● **Activity**: Write out each line of the entries exactly, starting at the first and finishing with the line that contains "box: [212, 259, 230, 292]".

● **Data listing**:

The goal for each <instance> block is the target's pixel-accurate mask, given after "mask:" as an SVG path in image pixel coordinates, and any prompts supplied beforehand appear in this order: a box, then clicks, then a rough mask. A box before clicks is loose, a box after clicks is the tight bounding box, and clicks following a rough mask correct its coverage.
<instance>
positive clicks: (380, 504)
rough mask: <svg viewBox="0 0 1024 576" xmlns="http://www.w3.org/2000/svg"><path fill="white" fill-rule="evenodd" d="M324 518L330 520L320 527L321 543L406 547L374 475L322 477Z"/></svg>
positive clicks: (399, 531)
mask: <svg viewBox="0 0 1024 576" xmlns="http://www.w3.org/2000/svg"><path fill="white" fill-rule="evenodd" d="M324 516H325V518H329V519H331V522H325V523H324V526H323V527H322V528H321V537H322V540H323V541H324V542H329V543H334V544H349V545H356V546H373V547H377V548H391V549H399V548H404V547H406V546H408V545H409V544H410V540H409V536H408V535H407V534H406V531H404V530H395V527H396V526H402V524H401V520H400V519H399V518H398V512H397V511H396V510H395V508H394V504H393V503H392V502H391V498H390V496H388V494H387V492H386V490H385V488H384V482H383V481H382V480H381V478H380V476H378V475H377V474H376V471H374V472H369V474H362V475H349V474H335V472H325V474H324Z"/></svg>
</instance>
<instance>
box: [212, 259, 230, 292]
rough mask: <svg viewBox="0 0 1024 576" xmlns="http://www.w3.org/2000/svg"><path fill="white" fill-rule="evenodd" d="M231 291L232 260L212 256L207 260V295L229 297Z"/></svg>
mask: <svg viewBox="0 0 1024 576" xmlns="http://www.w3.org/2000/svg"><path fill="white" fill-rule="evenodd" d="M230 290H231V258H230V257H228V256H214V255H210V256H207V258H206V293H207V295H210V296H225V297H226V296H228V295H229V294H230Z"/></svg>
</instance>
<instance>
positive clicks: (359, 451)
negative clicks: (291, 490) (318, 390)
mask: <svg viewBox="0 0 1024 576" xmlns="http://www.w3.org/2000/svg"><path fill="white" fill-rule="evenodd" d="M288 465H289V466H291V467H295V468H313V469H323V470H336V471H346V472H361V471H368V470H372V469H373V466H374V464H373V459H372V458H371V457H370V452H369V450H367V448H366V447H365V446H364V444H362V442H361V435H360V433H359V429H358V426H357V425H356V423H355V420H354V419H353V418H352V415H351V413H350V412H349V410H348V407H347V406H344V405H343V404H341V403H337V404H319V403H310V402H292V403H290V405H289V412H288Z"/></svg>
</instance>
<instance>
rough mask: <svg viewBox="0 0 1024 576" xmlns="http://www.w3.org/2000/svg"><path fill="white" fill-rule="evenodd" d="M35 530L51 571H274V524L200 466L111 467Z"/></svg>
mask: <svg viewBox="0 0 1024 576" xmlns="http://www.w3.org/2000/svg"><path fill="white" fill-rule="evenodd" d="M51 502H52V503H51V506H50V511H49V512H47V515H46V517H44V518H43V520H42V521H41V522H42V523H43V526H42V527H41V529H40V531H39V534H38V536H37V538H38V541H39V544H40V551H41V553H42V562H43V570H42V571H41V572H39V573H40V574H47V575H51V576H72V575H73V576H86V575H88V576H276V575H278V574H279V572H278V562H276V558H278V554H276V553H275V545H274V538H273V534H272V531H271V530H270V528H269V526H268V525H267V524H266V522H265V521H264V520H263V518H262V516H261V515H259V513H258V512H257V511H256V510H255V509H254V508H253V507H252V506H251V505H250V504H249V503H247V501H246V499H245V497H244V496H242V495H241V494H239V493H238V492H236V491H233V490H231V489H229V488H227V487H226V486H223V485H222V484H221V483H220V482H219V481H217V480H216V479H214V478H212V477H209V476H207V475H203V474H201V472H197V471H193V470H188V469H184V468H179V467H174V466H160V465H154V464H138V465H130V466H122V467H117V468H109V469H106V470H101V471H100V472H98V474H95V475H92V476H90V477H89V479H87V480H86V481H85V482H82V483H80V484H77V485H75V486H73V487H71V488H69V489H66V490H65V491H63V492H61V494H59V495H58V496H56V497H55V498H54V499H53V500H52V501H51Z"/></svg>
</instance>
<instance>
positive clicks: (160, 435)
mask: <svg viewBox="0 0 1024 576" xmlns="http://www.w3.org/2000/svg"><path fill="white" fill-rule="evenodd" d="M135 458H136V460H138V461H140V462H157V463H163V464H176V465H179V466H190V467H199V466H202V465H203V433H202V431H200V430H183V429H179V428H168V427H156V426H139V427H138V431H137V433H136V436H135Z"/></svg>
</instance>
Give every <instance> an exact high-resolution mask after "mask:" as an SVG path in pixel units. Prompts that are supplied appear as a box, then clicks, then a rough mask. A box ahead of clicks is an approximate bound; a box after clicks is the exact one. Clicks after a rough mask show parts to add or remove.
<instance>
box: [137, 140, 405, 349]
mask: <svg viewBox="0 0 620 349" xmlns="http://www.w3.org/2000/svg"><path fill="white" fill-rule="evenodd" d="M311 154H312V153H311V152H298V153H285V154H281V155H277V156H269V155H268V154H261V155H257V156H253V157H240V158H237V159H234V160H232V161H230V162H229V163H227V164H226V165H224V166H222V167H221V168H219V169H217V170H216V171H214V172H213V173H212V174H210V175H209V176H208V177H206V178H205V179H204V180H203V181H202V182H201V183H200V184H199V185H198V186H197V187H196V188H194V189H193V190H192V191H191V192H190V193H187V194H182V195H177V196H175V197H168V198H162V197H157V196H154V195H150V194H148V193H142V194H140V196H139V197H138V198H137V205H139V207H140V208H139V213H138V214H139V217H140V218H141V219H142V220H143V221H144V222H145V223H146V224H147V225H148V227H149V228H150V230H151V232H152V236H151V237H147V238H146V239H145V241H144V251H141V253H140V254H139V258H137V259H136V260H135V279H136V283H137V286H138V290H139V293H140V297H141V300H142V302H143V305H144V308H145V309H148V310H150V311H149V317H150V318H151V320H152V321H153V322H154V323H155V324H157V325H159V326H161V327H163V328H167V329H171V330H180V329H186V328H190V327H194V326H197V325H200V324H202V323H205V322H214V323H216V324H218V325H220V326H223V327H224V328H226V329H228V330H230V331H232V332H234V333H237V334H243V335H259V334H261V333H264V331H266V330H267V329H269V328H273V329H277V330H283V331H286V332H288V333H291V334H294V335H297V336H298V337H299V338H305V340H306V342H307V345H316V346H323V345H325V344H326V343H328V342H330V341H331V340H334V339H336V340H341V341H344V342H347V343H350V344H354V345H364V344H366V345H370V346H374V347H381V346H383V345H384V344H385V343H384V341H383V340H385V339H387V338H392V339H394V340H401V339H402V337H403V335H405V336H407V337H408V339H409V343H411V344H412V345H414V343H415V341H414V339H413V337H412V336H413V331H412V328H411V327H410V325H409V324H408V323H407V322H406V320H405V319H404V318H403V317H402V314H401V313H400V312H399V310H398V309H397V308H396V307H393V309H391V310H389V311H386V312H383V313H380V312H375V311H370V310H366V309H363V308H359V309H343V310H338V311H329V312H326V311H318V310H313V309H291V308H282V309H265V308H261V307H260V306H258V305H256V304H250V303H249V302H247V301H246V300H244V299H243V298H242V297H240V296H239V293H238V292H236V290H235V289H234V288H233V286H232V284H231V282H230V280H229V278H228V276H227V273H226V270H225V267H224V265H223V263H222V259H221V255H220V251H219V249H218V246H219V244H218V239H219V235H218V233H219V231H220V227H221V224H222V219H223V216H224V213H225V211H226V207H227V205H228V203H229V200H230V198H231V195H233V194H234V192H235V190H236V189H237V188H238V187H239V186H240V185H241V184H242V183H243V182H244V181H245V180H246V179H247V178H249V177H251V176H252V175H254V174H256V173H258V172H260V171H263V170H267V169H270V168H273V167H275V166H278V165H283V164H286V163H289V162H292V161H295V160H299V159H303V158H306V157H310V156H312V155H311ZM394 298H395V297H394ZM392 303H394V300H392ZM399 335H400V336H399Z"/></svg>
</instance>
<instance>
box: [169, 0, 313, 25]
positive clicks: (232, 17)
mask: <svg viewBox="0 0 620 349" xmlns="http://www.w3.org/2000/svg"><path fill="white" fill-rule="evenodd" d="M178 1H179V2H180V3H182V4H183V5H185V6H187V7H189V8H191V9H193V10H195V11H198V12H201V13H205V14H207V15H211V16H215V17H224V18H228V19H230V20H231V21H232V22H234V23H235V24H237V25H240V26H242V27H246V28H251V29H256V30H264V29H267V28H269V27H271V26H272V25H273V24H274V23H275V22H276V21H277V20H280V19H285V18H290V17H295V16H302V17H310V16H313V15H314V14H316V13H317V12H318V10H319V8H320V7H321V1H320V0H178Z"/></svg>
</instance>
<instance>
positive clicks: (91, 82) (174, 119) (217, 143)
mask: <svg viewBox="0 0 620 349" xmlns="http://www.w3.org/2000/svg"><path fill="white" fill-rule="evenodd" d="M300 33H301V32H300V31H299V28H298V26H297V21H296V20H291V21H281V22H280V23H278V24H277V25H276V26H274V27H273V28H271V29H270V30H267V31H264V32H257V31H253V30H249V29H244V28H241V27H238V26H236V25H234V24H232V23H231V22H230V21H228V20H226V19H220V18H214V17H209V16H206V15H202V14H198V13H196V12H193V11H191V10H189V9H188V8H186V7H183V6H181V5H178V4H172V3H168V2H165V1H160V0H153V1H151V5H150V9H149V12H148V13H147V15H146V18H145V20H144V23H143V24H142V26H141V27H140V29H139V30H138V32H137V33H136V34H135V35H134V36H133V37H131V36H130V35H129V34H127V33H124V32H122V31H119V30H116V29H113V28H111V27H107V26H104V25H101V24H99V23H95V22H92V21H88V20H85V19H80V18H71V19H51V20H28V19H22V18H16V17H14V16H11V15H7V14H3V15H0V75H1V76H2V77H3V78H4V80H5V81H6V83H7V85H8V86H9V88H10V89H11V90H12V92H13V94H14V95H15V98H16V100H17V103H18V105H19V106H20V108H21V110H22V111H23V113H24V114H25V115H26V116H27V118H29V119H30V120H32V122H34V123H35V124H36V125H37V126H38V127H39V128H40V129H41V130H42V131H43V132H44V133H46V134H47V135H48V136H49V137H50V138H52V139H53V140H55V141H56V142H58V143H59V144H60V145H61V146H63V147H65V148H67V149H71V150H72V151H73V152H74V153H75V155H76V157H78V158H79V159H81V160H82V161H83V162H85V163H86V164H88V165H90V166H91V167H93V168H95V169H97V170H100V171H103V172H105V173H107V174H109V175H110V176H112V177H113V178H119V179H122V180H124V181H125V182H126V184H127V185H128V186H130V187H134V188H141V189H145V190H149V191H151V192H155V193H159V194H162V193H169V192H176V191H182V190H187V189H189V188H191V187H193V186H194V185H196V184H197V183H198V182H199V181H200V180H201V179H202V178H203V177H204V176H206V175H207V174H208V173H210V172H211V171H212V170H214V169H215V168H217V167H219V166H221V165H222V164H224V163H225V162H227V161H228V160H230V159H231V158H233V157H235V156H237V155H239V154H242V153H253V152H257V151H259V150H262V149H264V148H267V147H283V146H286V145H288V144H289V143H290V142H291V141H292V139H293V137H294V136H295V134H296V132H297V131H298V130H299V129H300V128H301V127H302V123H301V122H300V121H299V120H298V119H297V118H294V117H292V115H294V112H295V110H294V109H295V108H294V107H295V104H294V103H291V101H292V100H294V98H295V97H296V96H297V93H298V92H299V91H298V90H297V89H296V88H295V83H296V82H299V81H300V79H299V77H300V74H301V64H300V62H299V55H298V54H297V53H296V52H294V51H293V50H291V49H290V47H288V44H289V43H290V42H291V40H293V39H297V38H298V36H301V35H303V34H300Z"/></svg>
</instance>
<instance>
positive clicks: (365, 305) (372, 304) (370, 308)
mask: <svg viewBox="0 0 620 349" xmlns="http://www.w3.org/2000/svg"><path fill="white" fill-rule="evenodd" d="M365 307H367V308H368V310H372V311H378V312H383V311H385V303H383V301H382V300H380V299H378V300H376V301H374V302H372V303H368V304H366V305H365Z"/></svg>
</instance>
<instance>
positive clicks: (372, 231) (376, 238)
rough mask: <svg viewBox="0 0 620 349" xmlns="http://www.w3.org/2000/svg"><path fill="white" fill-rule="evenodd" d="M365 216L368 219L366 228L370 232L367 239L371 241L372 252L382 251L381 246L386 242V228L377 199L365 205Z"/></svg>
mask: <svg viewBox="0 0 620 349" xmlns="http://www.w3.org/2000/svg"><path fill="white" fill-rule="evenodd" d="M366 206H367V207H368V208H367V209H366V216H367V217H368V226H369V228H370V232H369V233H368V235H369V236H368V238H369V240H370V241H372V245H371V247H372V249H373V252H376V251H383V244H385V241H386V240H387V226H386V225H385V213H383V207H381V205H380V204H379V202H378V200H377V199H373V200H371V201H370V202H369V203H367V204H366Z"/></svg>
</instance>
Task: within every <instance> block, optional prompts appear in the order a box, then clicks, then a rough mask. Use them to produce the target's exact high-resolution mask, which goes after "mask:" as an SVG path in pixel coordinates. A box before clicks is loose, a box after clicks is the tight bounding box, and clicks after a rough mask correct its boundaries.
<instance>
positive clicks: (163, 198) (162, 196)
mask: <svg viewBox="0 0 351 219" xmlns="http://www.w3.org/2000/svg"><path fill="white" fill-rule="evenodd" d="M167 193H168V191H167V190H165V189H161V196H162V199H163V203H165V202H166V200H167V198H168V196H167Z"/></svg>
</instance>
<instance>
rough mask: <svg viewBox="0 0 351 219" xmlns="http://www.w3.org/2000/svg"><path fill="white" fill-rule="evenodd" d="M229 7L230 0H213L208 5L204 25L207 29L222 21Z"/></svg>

● **Solution below**:
The goal for each <instance> block is the target's pixel-accurate mask, given after "mask:" as an SVG path in image pixel coordinates, and any prompts supplied beforehand appear in this order: a box, then clicks, then a rough mask. A box before clicks is loose, a box after clicks is the tight bounding box, and clicks following a rough mask correct its coverage.
<instance>
positive clicks: (380, 504)
rough mask: <svg viewBox="0 0 1024 576" xmlns="http://www.w3.org/2000/svg"><path fill="white" fill-rule="evenodd" d="M324 518L330 520L320 527L321 543L406 547L374 475L322 477Z"/></svg>
positive clicks: (399, 531)
mask: <svg viewBox="0 0 1024 576" xmlns="http://www.w3.org/2000/svg"><path fill="white" fill-rule="evenodd" d="M324 516H325V518H329V519H331V522H325V523H324V526H323V527H322V528H321V537H322V540H323V541H324V542H329V543H334V544H349V545H356V546H373V547H377V548H391V549H399V548H404V547H406V546H408V545H409V544H410V540H409V536H408V535H407V534H406V531H404V530H395V527H396V526H402V524H401V520H400V519H399V518H398V512H397V511H396V510H395V508H394V504H393V503H392V502H391V498H390V496H388V494H387V492H386V490H385V488H384V482H383V481H382V480H381V478H380V476H378V475H377V474H376V471H374V472H369V474H362V475H349V474H335V472H325V474H324Z"/></svg>
</instance>
<instance>
box: [212, 259, 230, 292]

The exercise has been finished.